Excerpted text:
■ ■ ■ ■

London Underground annual entry and exit
- 2021: ▼1.91 million
- 2022: ▲3.11 million
- 2023: ▼3.06 million
- 2024: ▲4.49 million
- 2025: ▼3.07 million

Railway companies
- Original company: London Electric Railway

Key dates
- 27 October 1924: Opened as Burnt Oak
- c. 1928: Renamed Burnt Oak (Watling)
- c. 1950: Renamed Burnt Oak

Other information
- External links: TfL station info page;
- Coordinates: 51°36′10″N 0°15′50″W﻿ / ﻿51.60278°N 0.26389°W

= Burnt Oak tube station =

London Underground station

Burnt Oak is a London Underground station in Burnt Oak, a suburb of north-west London. It is located on Watling Avenue, off the A5 (the Edgware Road, originally a Roman road known as Watling Street). The station is on the Edgware branch of the Northern line, between Edgware and Colindale stations. It is in London fare zone 4.

==Location==
Burnt Oak is on Watling Avenue, situated near the Burnt Oak Library, separated by the rail tracks. The station serves a moderate residential area. Rows of shops are along Watling Avenue. Barnfield Primary School, Burnt Oak Brook, Goldbeaters Primary School, Barnet Burnt Oak Leisure Center and Edgware Community Hospital are nearby.

==History==
The station was designed by architect Stanley Heaps and opened as Burnt Oak (for Watling) on 27 October 1924, two months after the opening of the Hendon Central to Edgware extension of the Charing Cross, Euston and Hampstead Railway. For a while, the station was going to be named "Sheves Hill", and this name appears on a version of the Underground map from 1924. On a later version "Sheves Hill" is crossed out with "Burnt Oak" printed on the side. The station was originally provided with a temporary structure before the final ticket office building was constructed in 1925. The suffix was dropped from the name about 1950.

■ ■ ■ ■

Requirement: Carry on the Burnt Oak tube station article, picking up after its final sentence. The lines after this point come from a separate source.

Entries provided:

■ ■ ■ ■

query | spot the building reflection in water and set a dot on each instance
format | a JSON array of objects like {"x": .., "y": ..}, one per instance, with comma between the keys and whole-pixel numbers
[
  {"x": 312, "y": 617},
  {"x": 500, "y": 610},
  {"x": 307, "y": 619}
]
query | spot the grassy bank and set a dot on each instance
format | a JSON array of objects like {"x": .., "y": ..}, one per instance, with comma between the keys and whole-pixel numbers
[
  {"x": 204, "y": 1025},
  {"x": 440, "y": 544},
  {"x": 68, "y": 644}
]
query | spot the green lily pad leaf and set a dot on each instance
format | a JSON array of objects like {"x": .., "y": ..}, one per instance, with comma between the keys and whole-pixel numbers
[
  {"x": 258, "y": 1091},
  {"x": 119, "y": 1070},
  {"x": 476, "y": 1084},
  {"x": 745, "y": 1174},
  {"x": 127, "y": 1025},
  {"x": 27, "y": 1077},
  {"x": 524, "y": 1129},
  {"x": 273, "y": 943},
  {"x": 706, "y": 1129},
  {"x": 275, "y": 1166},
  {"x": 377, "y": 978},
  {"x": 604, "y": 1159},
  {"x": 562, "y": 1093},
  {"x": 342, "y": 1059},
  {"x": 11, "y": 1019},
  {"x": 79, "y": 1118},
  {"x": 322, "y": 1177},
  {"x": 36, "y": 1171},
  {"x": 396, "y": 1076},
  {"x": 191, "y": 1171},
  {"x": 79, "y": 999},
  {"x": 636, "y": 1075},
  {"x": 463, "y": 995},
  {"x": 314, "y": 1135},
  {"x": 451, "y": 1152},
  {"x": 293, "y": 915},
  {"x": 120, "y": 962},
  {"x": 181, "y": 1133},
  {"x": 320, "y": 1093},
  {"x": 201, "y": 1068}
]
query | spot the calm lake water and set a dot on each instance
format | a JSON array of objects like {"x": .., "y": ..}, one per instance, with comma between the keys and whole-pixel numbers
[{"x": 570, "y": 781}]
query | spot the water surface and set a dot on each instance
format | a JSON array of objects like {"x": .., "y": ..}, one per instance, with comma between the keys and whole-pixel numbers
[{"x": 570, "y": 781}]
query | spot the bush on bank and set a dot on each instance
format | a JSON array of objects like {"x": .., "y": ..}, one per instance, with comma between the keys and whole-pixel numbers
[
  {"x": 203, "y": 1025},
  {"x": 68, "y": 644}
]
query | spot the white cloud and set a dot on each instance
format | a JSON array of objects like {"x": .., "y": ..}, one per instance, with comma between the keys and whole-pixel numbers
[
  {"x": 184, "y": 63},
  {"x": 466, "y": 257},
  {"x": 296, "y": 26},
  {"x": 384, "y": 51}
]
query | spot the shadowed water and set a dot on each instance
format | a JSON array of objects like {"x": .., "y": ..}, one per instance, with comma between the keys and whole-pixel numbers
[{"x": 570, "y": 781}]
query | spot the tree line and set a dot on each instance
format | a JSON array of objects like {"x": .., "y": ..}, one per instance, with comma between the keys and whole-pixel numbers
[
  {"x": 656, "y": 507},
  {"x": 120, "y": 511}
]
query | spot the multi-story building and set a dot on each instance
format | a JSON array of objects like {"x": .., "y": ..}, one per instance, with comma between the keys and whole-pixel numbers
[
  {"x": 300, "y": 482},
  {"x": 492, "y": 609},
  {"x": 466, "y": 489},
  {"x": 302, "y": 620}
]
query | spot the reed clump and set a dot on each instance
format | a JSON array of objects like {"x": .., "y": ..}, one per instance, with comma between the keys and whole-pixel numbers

■ ■ ■ ■

Exercise response:
In 2018, it was announced that the station would gain step-free access by 2022, as part of a £200m investment to increase the number of accessible stations on the Tube.

In March 2025, a plaque was unveiled at the station to mark its centenary.

==Services==
Burnt Oak station is on the Edgware branch of the Northern line in London fare zone 4. It is between Edgware to the north and Colindale to the south. The typical off-peak service, in trains per hour (tph) is:
- 20 tph northbound to Edgware
- 10 tph southbound to Morden via Bank
- 10 tph southbound to Battersea Power Station via Charing Cross

| Preceding station | London Underground |  |  | Following station |
|---|---|---|---|---|
| Edgware Terminus |  | Northern line Edgware branch |  | Colindale towards Battersea Power Station, Morden or Kennington |

==Connections==
London Buses day and nighttime routes serve the station.